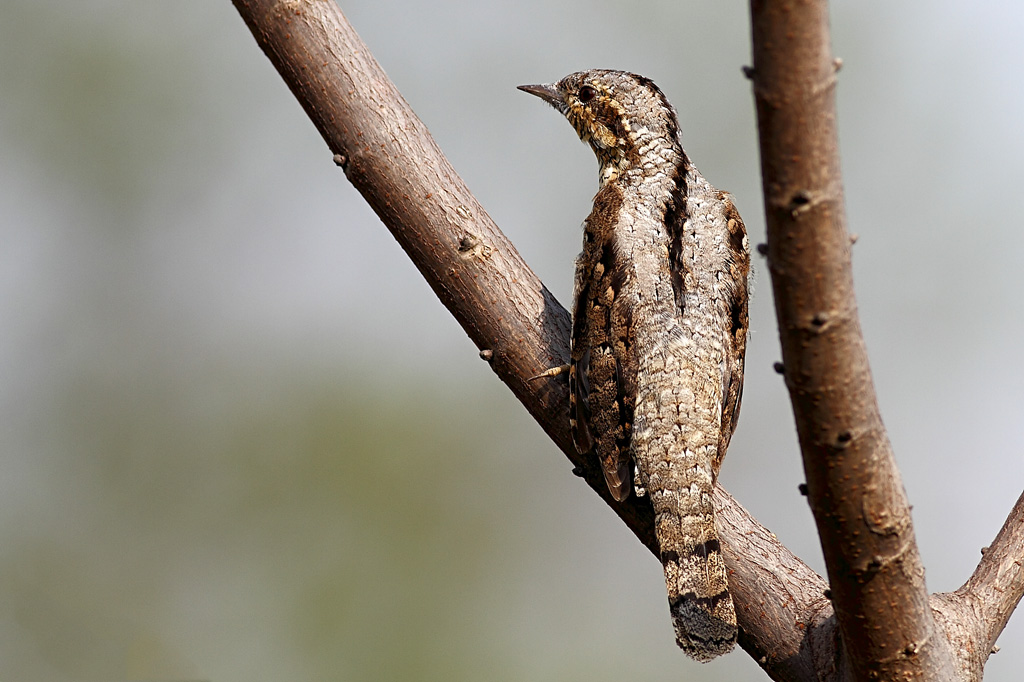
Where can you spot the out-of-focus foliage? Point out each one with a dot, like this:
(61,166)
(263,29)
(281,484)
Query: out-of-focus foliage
(241,439)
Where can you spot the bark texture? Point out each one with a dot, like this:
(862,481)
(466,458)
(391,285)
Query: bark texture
(854,487)
(785,616)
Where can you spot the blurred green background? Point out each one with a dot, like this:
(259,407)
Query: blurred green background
(241,439)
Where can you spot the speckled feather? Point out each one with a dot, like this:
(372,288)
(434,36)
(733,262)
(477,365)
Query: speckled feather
(658,334)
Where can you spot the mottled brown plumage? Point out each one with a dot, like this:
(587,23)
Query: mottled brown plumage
(658,334)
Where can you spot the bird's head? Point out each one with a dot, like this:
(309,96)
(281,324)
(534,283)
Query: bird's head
(625,118)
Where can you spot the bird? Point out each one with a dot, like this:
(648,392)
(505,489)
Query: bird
(658,335)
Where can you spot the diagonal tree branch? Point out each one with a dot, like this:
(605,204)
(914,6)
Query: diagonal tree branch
(854,487)
(976,613)
(786,622)
(389,157)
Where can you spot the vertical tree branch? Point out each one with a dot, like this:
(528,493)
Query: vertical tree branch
(854,487)
(391,159)
(786,623)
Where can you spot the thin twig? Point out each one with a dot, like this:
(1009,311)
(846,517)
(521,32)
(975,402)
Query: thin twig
(854,487)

__To be done__: Rescale the stretch from the line containing "Where can you spot the diagonal" through the end of the lines by rewriting all of those lines, requests included. Multiply every answer coordinate by 0.9, round to whole numbers with halves rounding up, and leave the sample coordinates in the requests unchanged.

__Exercise answer__:
Where can you spot the diagonal tree branch? Point out each one with a dot, like this:
(605,204)
(914,6)
Query: diagonal tree branch
(769,438)
(878,552)
(707,560)
(350,141)
Where can you spot the vertical tree branch? Point out each one with a dot, like this:
(528,493)
Query: vertical tree branch
(769,438)
(352,143)
(707,561)
Where can you spot the thin twig? Point out each one with a dot, like this:
(1009,311)
(846,517)
(521,32)
(975,402)
Query: thin twig
(769,438)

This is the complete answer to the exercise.